[Stored records]
━━━━━━━━━━
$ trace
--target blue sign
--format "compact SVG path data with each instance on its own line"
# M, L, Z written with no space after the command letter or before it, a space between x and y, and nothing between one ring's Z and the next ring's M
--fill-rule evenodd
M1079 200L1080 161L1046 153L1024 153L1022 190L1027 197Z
━━━━━━━━━━
• Task directions: Find the string "with" in the entries above. Copy each line where it occurs.

• Problem solution:
--format "compact SVG path data with each instance on its own line"
# M, L, Z written with no space after the command letter or before it, a space between x and y, and nothing between one ring's Z and the next ring's M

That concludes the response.